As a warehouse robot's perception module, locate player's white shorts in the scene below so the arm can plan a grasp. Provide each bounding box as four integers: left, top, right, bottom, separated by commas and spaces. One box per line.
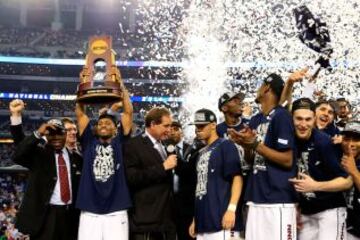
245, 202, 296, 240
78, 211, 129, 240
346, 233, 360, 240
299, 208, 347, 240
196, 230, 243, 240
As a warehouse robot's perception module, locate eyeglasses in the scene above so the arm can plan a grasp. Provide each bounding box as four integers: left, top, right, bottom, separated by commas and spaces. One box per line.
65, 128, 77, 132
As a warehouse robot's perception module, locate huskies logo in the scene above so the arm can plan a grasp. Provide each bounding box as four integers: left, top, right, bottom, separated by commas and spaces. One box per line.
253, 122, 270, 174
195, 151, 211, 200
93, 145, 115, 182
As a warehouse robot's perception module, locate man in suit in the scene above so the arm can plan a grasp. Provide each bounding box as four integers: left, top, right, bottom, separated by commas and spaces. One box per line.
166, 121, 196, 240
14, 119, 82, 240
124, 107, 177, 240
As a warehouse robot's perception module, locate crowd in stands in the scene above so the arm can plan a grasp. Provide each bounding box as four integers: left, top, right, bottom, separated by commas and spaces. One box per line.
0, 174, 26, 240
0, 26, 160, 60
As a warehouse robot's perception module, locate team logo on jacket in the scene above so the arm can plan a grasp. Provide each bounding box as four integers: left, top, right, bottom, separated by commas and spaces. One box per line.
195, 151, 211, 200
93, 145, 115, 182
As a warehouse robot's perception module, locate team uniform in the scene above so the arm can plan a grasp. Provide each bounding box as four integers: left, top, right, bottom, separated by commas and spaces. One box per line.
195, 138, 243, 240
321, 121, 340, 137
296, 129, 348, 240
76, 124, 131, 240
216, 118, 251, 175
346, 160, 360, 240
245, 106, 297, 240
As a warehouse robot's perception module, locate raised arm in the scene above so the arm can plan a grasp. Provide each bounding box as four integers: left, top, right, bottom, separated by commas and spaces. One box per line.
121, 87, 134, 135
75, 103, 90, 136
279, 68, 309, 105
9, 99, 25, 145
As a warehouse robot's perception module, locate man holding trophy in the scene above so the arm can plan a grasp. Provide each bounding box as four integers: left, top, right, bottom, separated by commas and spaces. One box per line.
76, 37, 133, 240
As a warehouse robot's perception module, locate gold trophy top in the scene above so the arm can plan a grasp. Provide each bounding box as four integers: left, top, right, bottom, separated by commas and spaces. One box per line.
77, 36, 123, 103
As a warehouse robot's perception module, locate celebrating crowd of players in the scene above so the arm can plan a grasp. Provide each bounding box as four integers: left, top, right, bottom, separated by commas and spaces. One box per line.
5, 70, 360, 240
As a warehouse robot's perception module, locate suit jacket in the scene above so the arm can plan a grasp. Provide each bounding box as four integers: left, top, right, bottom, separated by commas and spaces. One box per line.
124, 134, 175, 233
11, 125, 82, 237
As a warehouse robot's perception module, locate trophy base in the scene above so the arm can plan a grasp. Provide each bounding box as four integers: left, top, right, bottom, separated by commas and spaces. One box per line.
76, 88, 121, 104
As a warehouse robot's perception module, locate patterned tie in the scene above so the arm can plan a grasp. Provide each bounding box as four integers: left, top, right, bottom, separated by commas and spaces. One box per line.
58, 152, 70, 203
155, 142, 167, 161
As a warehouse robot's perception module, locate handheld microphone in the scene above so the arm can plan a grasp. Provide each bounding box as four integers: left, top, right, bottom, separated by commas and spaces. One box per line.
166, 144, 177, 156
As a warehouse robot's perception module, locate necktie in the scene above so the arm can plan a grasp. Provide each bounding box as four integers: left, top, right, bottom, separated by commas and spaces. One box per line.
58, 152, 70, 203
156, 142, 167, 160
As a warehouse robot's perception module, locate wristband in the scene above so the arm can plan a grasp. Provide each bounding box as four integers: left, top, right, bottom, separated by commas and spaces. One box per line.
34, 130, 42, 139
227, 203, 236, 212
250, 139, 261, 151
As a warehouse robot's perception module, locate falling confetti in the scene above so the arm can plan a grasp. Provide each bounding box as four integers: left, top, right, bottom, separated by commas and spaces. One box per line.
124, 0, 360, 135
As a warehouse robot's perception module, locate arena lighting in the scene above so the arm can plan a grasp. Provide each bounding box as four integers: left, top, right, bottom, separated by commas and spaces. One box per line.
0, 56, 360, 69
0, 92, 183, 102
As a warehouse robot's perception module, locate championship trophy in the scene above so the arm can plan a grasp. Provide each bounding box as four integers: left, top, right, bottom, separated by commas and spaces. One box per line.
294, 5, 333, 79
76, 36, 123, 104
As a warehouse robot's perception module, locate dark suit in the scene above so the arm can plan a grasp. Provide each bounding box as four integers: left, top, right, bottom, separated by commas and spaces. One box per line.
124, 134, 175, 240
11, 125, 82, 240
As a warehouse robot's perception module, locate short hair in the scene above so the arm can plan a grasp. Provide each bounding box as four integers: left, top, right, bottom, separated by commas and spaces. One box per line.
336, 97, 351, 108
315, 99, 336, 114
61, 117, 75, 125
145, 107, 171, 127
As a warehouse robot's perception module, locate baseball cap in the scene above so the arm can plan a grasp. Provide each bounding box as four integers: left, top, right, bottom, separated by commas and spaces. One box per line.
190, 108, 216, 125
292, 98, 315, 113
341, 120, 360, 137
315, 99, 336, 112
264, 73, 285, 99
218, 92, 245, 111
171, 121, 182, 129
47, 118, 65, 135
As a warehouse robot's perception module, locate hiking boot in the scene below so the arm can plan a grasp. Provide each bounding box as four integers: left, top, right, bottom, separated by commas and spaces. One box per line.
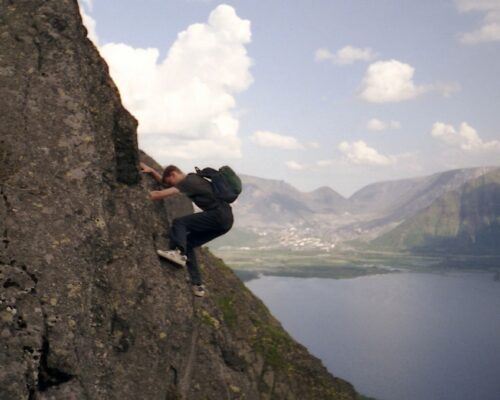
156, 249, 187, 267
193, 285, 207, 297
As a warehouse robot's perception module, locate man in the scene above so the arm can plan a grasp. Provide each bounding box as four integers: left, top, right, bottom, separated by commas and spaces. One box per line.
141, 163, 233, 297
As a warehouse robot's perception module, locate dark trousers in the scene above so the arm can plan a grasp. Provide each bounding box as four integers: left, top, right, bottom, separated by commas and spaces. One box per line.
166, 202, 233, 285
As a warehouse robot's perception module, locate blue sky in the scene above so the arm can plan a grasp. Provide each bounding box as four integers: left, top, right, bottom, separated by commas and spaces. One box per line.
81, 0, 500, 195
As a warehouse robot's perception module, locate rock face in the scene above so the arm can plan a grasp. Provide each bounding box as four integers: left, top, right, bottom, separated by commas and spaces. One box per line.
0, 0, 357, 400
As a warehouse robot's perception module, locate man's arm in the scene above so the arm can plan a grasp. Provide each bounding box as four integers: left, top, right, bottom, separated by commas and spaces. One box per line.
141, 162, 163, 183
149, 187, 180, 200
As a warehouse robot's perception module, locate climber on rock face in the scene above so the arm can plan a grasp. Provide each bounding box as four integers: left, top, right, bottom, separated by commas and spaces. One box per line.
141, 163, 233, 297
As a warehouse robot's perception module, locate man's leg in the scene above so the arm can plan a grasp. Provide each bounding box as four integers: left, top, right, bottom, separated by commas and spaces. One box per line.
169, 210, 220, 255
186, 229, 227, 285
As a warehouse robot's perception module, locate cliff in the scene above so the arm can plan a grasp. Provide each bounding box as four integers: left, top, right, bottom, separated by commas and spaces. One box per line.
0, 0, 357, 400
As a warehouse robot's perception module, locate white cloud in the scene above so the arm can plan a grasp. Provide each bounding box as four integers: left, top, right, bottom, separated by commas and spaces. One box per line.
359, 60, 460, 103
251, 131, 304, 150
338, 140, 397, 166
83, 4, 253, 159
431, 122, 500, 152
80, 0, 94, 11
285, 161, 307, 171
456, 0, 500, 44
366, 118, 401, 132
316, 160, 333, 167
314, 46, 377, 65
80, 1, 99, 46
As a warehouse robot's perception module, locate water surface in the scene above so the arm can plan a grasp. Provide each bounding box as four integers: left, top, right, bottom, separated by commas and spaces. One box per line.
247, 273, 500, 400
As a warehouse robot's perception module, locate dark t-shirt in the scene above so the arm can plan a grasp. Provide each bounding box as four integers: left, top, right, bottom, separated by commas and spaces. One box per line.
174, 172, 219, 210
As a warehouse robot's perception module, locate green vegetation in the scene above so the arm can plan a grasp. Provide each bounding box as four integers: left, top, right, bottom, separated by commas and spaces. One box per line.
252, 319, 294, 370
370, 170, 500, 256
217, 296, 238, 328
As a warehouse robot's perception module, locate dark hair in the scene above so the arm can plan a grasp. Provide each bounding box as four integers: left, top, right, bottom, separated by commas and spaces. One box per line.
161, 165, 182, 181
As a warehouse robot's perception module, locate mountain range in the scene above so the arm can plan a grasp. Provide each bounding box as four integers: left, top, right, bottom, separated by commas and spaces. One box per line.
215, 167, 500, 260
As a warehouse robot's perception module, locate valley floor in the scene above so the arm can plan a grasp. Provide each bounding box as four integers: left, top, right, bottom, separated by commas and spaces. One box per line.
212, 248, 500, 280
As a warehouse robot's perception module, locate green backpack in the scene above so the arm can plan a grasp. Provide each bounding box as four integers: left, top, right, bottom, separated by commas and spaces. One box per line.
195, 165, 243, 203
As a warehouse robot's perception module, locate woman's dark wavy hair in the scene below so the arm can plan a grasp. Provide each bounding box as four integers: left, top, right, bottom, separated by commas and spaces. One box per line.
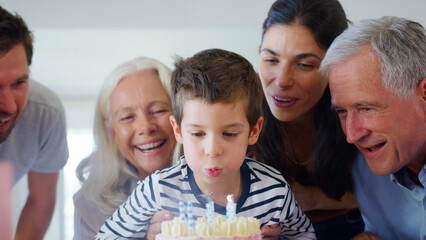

Written task –
Retype the material word for word from its very first line through the line that holds "65, 128, 77, 132", including both of those lines, and leave out any pictures.

Task output –
As a warehouse robot's perception module, locate player's white shorts in the scene below so the arm can plan a grasp. Provide each bounding box as four integers: left, top, right, bottom, separated by commas and spaces. One box per line.
245, 202, 296, 240
78, 211, 129, 240
346, 233, 360, 240
299, 208, 347, 240
196, 230, 243, 240
As a warehouse robot's perception module, locate eyeglasses in the scene above so the arm can plan a grasp. Provide each bounding box as four integers: left, top, right, bottom, separated by commas and spaces. One box per line.
65, 128, 77, 132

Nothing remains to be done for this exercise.